# VHS Tapes



## Thisiseasy (Aug 3, 2017)

Does anyone know of a way to convert VHS tapes to something modern? I have hundreds of VHS tapes recorded at my church and people have started asking for copies of the footage at events (weddings, funerals, etc). I have a VCR so I can watch them but wondered if there's any easy way to either copy them to DVD or make a file I can upload to YouTube and share a link.


----------



## lenaitch (Feb 10, 2014)

The market is full of VHS to digital converter devices.


----------



## diyorpay (Sep 21, 2010)

Semi recent article:








How to Convert VHS Home Movies to DVD


If you have home movies on VHS, here's how to put them on DVD. These are the best converters, and where to convert if you'd rather have someone else handle it.




www.pcmag.com





As I recall, many of 'Hollywood' movies were protected and difficult to copy.
'Home made' movies on a VHS camcorder will work.
Process takes time as tapes play at real time speed. Recording to DVD will give you a digital copy but quality will not be up to today's.
Ripping the DVD with software to mp4 will allow editing. But quality will not improve.


----------



## SpentPenny (Dec 15, 2020)

If you do not want to buy/rent/borrow equipment there are hundreds of commercial services that do it for a fee. I have used Walgreens and the results were great.


----------



## user_12345a (Nov 23, 2014)

Thisiseasy said:


> Does anyone know of a way to convert VHS tapes to something modern? I have hundreds of VHS tapes recorded at my church and people have started asking for copies of the footage at events (weddings, funerals, etc). I have a VCR so I can watch them but wondered if there's any easy way to either copy them to DVD or make a file I can upload to YouTube and share a link.


There's always a quality loss when converting.
One advantage is that you can apply noise reduction filters, etc.

The quality loss depends on what you're using including the vcr.

The best device for the job would allow you to encode in a lossless format and have master copies you can then edit and make DVDs and youtube videos from.


----------



## lenaitch (Feb 10, 2014)

diyorpay said:


> Process takes time as tapes play at real time speed.


That's a good point. OP says they have "hundreds" of tapes. At 60 or 90 minutes each, it's going to take them a long time.


----------



## Bob Sanders (Nov 10, 2013)

The first thing to do is get it all on your hard drive with a video capture card. A simple usb capture card is like 20 bucks. Once it's on your computer, you have several options to output it to... dvd.... usb stick.... sd card....Youtube...

You do have to do it in real time so the more computers and capture cards you involve, the less time it will take.

usb capture card:


Amazon.ca


----------



## bob22 (May 28, 2008)

I did one tape some months ago. Freeware was a bit buggy and I’ll have to get myself motivated to do another. Mostly trying to archive my kids school sports on tape.


----------



## de-nagorg (Feb 23, 2014)

Thisiseasy said:


> Does anyone know of a way to convert VHS tapes to something modern? I have hundreds of VHS tapes recorded at my church and people have started asking for copies of the footage at events (weddings, funerals, etc). I have a VCR so I can watch them but wondered if there's any easy way to either copy them to DVD or make a file I can upload to YouTube and share a link.



Is there a college campus close by, that has a film maker class?

There would be a perfect opportunity for students to get hands-on experience copying, editing, and re-mastering these for the cost of supplies.


ED


----------



## AllanJ (Nov 24, 2007)

Theoretically a video capture card that can record an analog TV show or record from an analog video camera can also record from a VCR i.e. copy the tape program of the same format as in NTSC or PAL. Inability to do that would be due to copy protection or poor quality of the video signal or poor quality of the capture card, not incompatibility with VCRs..


----------
════════
TASKS TO COMPLETE:
1. In the forum thread about converting VHS tapes, which commercial service does one poster say they used, with great results?
2. Recast the records below as a JSON list of strings, one string per line. Start with their first line, go on through the line containing "column 365, row 300", and leave out blank lines.

DATA ENTRIES:
════════
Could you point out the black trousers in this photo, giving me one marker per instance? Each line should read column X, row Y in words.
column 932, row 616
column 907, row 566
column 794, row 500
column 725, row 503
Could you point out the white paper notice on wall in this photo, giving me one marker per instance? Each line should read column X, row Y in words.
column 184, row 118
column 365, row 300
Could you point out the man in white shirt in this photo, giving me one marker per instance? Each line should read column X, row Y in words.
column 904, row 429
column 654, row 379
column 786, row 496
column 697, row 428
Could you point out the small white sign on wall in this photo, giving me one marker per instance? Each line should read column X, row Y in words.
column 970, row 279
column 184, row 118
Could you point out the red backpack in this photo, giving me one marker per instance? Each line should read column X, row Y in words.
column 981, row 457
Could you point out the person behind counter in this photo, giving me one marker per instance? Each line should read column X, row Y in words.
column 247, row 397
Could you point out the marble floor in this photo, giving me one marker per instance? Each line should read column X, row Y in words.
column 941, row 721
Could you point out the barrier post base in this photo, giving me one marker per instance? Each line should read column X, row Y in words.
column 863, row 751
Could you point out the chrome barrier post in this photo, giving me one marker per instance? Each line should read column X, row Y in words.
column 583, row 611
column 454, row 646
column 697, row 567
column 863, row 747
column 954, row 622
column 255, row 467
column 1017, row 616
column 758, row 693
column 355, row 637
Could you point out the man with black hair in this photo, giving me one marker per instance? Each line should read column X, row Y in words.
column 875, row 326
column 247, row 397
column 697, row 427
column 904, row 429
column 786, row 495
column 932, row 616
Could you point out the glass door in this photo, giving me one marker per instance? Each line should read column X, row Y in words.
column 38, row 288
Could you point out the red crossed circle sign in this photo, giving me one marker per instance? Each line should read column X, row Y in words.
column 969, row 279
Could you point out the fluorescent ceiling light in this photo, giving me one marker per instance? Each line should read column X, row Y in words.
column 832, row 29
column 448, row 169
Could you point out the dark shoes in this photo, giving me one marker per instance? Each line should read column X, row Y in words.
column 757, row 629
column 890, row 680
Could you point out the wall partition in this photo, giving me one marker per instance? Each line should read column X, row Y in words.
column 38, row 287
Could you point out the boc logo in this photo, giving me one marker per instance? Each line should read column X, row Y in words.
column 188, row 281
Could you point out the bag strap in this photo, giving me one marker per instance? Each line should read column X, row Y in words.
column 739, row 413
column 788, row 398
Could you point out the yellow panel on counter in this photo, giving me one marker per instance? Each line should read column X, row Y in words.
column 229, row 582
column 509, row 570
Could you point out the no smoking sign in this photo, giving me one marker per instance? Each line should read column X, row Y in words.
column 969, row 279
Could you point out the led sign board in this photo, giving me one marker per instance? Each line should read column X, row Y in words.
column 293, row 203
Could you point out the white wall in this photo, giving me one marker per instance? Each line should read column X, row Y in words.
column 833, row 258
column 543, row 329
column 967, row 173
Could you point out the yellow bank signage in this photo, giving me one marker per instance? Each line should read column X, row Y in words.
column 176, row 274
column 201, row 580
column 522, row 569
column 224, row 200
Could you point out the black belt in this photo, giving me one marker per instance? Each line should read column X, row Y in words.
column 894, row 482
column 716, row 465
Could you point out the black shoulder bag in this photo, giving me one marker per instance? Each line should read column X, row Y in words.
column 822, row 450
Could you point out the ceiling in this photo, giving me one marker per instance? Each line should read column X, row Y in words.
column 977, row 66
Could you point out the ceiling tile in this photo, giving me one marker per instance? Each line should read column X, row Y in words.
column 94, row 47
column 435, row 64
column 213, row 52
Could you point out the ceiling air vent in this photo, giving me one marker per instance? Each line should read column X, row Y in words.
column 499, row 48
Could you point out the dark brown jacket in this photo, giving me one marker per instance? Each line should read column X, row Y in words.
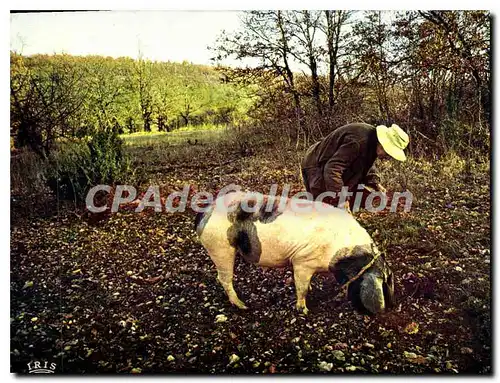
column 343, row 158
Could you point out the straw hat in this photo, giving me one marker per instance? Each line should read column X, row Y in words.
column 394, row 140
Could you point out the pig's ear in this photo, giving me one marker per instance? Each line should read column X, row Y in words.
column 372, row 293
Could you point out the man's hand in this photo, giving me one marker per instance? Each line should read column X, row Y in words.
column 347, row 207
column 375, row 187
column 380, row 188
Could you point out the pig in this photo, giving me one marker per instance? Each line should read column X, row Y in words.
column 313, row 237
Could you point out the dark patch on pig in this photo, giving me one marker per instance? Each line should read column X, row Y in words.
column 268, row 215
column 242, row 235
column 347, row 263
column 201, row 220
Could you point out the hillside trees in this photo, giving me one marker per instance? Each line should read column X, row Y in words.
column 46, row 98
column 428, row 71
column 65, row 96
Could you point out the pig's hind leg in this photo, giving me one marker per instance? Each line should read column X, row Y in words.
column 302, row 274
column 224, row 262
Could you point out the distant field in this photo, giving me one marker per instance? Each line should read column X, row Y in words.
column 180, row 136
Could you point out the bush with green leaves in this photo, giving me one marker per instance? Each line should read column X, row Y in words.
column 76, row 166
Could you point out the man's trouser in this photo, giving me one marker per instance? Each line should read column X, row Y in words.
column 314, row 183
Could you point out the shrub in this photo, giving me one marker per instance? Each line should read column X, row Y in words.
column 77, row 166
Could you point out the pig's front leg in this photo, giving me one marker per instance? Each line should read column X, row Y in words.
column 302, row 274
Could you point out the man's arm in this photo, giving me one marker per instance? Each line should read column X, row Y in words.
column 334, row 168
column 372, row 179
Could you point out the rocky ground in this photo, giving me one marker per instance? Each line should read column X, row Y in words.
column 136, row 293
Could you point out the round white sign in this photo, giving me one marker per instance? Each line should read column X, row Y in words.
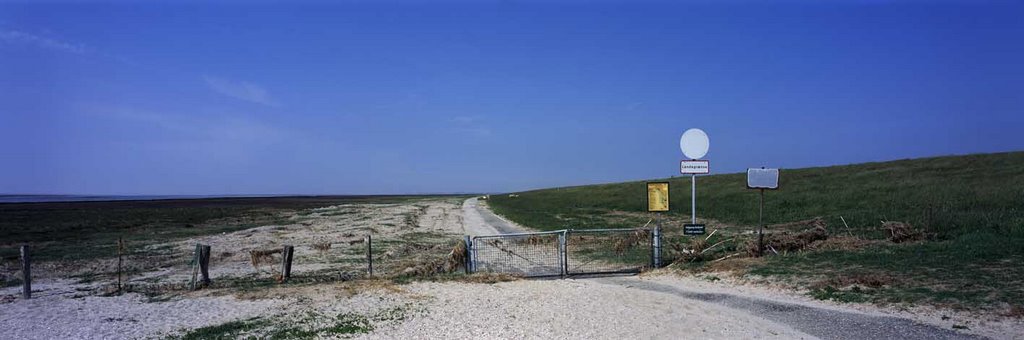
column 693, row 143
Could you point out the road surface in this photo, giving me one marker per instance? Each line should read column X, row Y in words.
column 824, row 322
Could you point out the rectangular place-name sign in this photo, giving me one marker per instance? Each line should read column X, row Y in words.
column 762, row 178
column 694, row 167
column 693, row 228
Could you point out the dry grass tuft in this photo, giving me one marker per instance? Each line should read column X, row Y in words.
column 900, row 231
column 262, row 257
column 488, row 278
column 871, row 280
column 322, row 247
column 786, row 241
column 840, row 243
column 1016, row 311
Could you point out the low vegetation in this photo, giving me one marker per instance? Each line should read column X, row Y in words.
column 946, row 231
column 90, row 229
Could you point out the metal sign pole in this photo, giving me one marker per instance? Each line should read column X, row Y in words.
column 761, row 236
column 693, row 198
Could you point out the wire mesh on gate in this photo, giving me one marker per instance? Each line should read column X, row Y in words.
column 607, row 251
column 536, row 254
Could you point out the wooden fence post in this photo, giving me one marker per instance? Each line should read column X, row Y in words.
column 26, row 272
column 286, row 262
column 370, row 257
column 204, row 265
column 121, row 247
column 468, row 255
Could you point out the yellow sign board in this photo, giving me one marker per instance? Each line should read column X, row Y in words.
column 657, row 197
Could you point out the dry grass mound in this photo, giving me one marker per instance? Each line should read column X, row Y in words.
column 258, row 257
column 787, row 241
column 900, row 231
column 870, row 280
column 840, row 243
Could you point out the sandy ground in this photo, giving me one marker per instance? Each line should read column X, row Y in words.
column 654, row 306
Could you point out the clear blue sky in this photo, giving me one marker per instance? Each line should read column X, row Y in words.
column 494, row 96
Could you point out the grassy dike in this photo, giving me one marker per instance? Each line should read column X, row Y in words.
column 971, row 206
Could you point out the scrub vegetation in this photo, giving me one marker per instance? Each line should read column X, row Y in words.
column 961, row 230
column 90, row 229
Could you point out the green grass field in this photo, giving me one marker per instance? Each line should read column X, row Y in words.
column 972, row 207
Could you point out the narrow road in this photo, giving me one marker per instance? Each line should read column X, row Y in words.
column 478, row 220
column 821, row 323
column 824, row 323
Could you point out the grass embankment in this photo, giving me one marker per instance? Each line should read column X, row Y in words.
column 78, row 230
column 971, row 206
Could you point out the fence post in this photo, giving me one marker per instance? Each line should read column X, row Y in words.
column 563, row 256
column 204, row 264
column 469, row 254
column 26, row 272
column 370, row 257
column 286, row 262
column 196, row 260
column 121, row 247
column 656, row 247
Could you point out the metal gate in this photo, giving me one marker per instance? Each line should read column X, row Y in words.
column 568, row 252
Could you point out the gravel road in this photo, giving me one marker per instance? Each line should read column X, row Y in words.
column 478, row 220
column 821, row 322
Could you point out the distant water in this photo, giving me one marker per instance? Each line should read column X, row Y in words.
column 82, row 198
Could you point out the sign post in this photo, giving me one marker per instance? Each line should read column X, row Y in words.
column 694, row 144
column 762, row 179
column 657, row 201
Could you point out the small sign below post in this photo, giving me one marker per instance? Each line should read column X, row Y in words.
column 690, row 229
column 762, row 179
column 657, row 197
column 694, row 167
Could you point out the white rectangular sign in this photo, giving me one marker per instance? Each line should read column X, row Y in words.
column 694, row 167
column 762, row 178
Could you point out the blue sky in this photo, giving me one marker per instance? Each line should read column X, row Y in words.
column 133, row 98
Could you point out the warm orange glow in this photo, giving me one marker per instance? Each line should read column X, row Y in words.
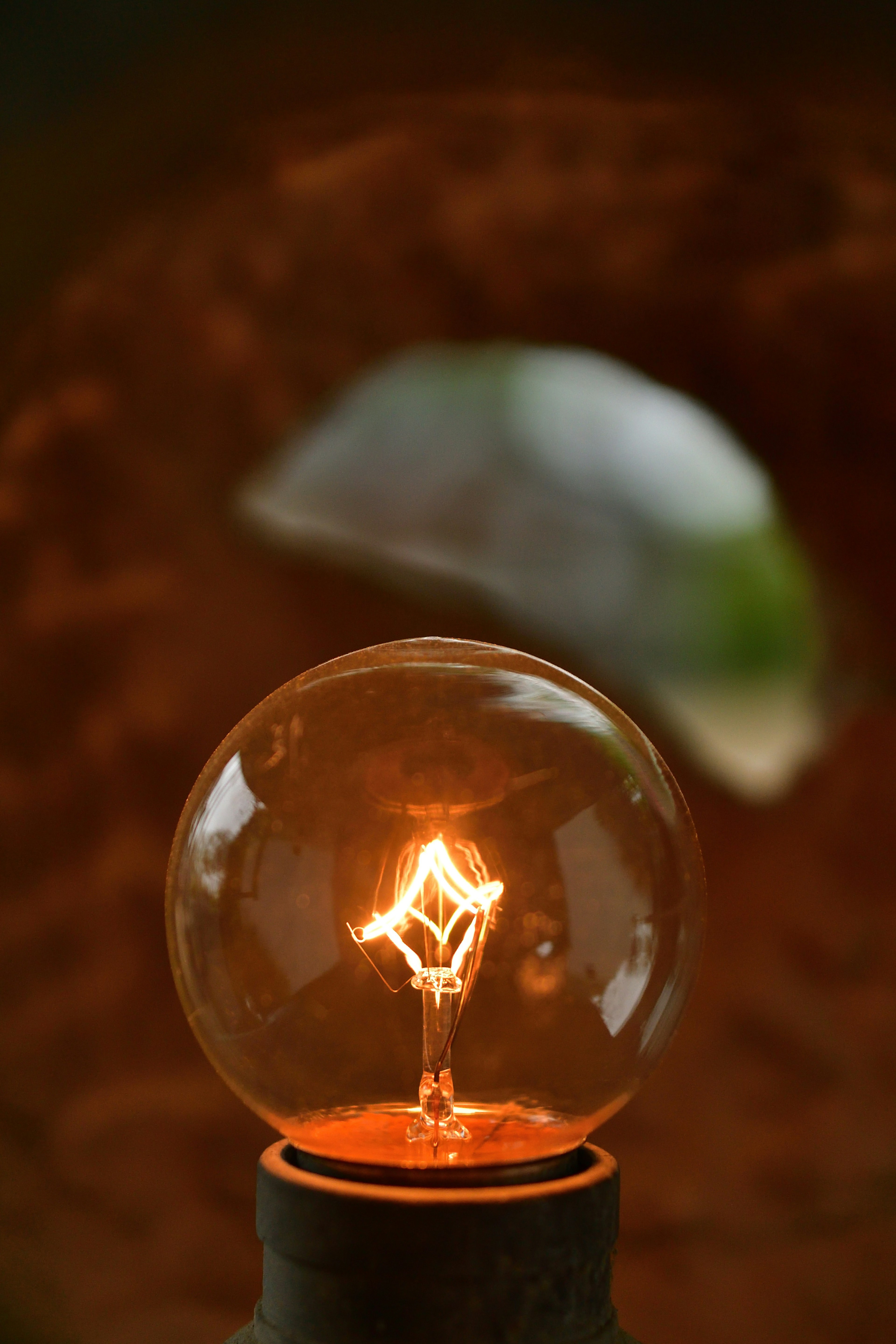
column 436, row 877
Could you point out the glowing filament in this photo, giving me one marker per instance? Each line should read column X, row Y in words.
column 436, row 865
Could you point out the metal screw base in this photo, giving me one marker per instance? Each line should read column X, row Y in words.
column 351, row 1263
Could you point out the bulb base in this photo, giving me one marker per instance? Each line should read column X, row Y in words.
column 353, row 1260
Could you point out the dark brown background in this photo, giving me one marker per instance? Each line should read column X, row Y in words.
column 303, row 205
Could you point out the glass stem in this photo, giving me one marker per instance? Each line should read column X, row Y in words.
column 437, row 1093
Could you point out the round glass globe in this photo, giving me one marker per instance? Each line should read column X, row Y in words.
column 436, row 902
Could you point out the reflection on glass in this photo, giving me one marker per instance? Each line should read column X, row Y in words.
column 434, row 904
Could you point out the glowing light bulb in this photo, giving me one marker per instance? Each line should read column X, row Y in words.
column 445, row 840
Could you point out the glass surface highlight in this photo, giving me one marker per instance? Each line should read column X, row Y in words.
column 433, row 904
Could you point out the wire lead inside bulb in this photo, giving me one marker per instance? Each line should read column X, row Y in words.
column 438, row 897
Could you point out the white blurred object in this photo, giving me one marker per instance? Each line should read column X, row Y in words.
column 589, row 504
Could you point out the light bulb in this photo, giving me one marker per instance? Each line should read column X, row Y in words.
column 434, row 904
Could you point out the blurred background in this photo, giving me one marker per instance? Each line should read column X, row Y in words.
column 214, row 217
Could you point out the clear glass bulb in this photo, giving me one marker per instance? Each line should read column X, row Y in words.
column 436, row 902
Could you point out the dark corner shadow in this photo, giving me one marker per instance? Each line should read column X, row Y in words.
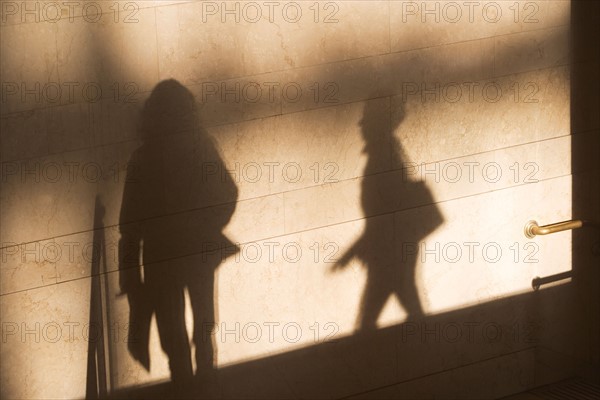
column 389, row 271
column 171, row 209
column 404, row 361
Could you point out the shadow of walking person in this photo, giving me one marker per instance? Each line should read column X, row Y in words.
column 171, row 210
column 388, row 272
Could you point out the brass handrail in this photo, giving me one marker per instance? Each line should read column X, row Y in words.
column 537, row 281
column 532, row 229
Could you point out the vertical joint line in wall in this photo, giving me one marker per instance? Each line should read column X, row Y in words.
column 156, row 40
column 283, row 205
column 389, row 28
column 494, row 57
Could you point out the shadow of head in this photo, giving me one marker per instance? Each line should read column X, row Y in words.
column 379, row 123
column 170, row 109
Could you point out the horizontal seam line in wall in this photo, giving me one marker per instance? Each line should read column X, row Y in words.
column 104, row 273
column 442, row 371
column 491, row 75
column 208, row 127
column 283, row 193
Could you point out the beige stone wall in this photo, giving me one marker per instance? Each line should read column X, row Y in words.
column 483, row 96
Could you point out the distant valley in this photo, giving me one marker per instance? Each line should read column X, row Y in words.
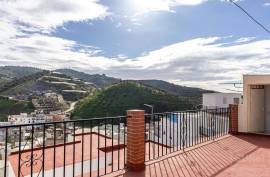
column 97, row 95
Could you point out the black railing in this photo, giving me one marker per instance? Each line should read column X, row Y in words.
column 174, row 131
column 96, row 147
column 91, row 147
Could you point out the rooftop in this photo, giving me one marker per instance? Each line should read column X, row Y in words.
column 230, row 156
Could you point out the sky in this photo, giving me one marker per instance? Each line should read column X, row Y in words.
column 200, row 43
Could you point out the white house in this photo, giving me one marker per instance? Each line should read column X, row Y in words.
column 220, row 100
column 254, row 114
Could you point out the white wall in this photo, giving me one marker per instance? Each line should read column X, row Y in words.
column 267, row 108
column 213, row 100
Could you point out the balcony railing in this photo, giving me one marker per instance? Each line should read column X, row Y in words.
column 173, row 131
column 96, row 147
column 91, row 147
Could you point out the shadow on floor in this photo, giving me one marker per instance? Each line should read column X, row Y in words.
column 205, row 161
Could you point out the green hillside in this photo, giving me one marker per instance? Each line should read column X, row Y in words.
column 193, row 95
column 9, row 107
column 100, row 81
column 45, row 81
column 120, row 97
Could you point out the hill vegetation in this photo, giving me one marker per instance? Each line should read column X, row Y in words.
column 193, row 95
column 98, row 80
column 45, row 81
column 10, row 107
column 120, row 97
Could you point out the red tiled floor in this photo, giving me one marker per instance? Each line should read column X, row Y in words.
column 233, row 156
column 59, row 155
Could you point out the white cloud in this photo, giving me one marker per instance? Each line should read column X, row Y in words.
column 144, row 6
column 46, row 15
column 202, row 62
column 245, row 39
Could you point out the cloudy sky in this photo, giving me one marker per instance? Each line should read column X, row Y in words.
column 198, row 43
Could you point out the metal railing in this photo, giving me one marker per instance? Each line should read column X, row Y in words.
column 96, row 147
column 174, row 131
column 91, row 147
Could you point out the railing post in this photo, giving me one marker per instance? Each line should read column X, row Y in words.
column 135, row 140
column 233, row 119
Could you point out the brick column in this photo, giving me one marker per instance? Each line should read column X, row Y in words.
column 135, row 140
column 233, row 108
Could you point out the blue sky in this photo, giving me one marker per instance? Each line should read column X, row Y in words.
column 189, row 42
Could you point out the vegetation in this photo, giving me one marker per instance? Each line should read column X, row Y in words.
column 98, row 80
column 118, row 98
column 9, row 107
column 191, row 94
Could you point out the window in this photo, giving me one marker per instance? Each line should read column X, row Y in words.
column 224, row 100
column 236, row 100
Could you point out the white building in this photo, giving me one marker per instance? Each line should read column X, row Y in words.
column 220, row 100
column 35, row 117
column 254, row 114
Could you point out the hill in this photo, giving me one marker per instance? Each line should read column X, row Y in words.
column 192, row 94
column 9, row 107
column 10, row 73
column 100, row 81
column 46, row 81
column 125, row 95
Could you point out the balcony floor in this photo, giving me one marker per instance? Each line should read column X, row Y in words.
column 231, row 156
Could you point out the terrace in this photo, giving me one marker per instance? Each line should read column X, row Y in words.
════════
SOLUTIONS TO THE PROBLEMS:
1. Walgreens

2.
[
  "Could you point out the black trousers in this photo, giving me one marker per instance? Each line should read column X, row Y in words.",
  "column 932, row 616",
  "column 907, row 566",
  "column 794, row 500",
  "column 725, row 503",
  "Could you point out the white paper notice on wall in this photo, giving me one marker per instance? Each line should read column X, row Y in words.",
  "column 184, row 118",
  "column 365, row 300"
]